Problems and tasks:
a – According to the Union recap, what condition caused Brian Carroll to miss six straight games?
b – Retype the stretch of the Union recap from "2. Coming into" through "with Plantar fasciitis.".

Page excerpt:
#####
2. Coming into the game, a big storyline centered around center back Ken Tribbett, who got the start at center back about a month after getting pulled at halftime vs. Toronto. Another centered around right back Keegan Rosenberry, who was trying to bounce back from a rare off game in Portland the previous week. But, in the end, both players had some very good moments and helped limit the Toronto attack for much of the game, especially in the first half. Much of that had to do with another Curtin lineup decision as the Union head coach put two defensive-minded midfielders in front of the backline: Warren Creavalle, who also had a great hustle play that nearly led to a second goal right before halftime, and Brian Carroll, who’s now made two straight starts after missing six straight games with Plantar fasciitis.

3. Saturday’s game didn’t end without some late fireworks from the league’s hottest player, Jozy Altidore. Riding an eight-goals-in-nine-games streak coming in, the U.S. national team star struck the post in the 87th minute and was taken down in the box by C.J. Sapong in stoppage time on what initially looked to be a clear penalty. If you look at the replay from Sapong’s perspective, however, you could probably make the case that Sapong was going for the ball before getting impeded by Altidore. Either way, the idea of a ref not making a call that would likely decide a game (on a play that wasn’t a real goal-scoring opportunity) took some guts, especially as he got lambasted from the home team and its fans.

Three questions for the week ahead
1. The brutal three-game road trip ends Saturday as the Union, after a loss in Portland and tie in Toronto, take on the rival New York Red Bulls (7 p.m., The Comcast Network). As conservative as it might sound, another point would probably make it a mildly successful trip considering the caliber of opponent. Either way, the Union’s playoff hopes and seeding will likely come down to their final two home games against Orlando and the Red Bulls. At this point, the best they can likely hope for is to hold off Montreal, D.C. United and New England for the No. 4 seed in the East, which would ensure them an opening-round home game. Luckily for them, Montreal and New England both lost this weekend, and although D.C. picked up a big win, they did so against another team in the playoff hunt in Orlando.
#####
Information supplied:
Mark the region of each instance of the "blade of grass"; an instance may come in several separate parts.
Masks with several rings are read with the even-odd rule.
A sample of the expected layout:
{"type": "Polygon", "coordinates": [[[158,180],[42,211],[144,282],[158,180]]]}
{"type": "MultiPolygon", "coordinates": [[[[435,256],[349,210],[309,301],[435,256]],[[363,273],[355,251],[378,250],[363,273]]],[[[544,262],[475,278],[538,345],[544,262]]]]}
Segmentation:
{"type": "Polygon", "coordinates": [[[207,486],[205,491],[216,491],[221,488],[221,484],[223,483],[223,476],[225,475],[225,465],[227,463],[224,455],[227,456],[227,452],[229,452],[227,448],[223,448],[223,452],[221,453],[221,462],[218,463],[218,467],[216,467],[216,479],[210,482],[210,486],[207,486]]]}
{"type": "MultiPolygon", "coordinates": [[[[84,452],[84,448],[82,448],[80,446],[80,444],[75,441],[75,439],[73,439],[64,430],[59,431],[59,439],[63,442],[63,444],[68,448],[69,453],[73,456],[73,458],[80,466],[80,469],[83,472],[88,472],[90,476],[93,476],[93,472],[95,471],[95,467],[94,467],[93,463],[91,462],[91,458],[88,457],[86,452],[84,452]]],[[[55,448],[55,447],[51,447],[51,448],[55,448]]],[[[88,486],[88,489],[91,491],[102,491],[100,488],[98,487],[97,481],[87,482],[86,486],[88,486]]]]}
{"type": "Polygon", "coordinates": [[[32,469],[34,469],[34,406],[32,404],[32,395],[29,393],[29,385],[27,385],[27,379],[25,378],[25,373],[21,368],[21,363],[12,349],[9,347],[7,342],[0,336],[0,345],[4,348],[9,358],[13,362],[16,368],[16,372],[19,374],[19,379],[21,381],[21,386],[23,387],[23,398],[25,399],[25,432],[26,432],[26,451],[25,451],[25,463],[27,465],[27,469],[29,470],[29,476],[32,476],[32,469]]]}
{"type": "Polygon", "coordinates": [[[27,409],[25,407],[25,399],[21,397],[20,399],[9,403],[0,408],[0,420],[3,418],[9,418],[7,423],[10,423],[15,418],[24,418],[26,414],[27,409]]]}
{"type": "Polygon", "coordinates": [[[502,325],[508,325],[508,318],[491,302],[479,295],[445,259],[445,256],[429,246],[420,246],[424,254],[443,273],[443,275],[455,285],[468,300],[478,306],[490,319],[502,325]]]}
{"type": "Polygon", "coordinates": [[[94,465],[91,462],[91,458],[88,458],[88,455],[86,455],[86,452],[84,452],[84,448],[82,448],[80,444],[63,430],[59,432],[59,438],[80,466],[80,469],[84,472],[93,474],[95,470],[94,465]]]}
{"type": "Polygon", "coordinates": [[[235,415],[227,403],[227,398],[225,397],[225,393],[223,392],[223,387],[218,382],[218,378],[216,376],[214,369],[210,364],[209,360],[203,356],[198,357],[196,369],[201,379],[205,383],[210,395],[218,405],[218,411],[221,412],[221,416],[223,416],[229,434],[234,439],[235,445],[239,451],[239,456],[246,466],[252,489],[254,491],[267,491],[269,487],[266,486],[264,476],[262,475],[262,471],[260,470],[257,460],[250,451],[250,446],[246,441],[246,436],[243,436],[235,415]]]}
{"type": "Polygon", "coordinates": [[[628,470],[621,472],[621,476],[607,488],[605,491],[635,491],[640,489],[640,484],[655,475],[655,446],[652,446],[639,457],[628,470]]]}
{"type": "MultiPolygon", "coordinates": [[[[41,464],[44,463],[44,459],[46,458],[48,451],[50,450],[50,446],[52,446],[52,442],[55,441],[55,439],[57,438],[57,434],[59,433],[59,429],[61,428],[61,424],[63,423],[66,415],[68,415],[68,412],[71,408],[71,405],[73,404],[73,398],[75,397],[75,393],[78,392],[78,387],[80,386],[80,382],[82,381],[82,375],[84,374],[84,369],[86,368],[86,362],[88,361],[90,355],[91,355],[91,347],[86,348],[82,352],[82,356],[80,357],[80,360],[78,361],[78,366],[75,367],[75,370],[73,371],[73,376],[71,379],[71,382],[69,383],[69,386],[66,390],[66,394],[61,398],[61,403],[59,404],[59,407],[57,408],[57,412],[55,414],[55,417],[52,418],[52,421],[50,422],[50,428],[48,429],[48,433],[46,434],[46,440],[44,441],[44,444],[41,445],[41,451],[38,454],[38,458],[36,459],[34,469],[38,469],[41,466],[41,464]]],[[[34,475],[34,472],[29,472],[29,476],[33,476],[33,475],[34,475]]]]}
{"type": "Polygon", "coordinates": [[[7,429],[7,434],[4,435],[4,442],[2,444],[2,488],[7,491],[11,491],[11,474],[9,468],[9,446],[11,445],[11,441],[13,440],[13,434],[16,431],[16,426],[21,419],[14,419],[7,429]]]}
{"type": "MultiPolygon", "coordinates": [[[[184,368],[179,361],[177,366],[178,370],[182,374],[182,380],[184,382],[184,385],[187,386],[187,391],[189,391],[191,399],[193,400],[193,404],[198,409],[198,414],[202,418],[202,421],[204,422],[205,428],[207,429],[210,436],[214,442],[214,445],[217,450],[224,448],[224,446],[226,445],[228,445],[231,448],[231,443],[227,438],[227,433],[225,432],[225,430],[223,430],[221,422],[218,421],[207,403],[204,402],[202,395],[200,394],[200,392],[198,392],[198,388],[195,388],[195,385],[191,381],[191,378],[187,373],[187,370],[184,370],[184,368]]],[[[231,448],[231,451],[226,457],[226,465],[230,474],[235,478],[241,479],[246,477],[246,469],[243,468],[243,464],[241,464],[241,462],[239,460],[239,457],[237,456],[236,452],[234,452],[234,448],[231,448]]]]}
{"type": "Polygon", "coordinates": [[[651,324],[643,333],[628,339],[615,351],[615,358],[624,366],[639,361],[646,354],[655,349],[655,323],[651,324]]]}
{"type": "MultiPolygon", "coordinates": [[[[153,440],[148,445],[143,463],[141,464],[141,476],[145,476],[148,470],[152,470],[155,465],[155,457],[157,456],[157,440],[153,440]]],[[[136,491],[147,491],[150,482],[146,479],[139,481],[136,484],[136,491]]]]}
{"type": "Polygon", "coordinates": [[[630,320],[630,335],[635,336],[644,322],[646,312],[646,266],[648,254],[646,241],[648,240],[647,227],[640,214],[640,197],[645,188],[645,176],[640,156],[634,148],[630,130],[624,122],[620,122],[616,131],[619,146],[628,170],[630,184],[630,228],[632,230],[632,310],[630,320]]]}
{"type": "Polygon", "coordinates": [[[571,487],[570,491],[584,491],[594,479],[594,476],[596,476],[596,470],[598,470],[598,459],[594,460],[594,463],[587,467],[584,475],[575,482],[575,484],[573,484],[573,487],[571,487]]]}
#####
Replies:
a – Plantar fasciitis

b –
2. Coming into the game, a big storyline centered around center back Ken Tribbett, who got the start at center back about a month after getting pulled at halftime vs. Toronto. Another centered around right back Keegan Rosenberry, who was trying to bounce back from a rare off game in Portland the previous week. But, in the end, both players had some very good moments and helped limit the Toronto attack for much of the game, especially in the first half. Much of that had to do with another Curtin lineup decision as the Union head coach put two defensive-minded midfielders in front of the backline: Warren Creavalle, who also had a great hustle play that nearly led to a second goal right before halftime, and Brian Carroll, who’s now made two straight starts after missing six straight games with Plantar fasciitis.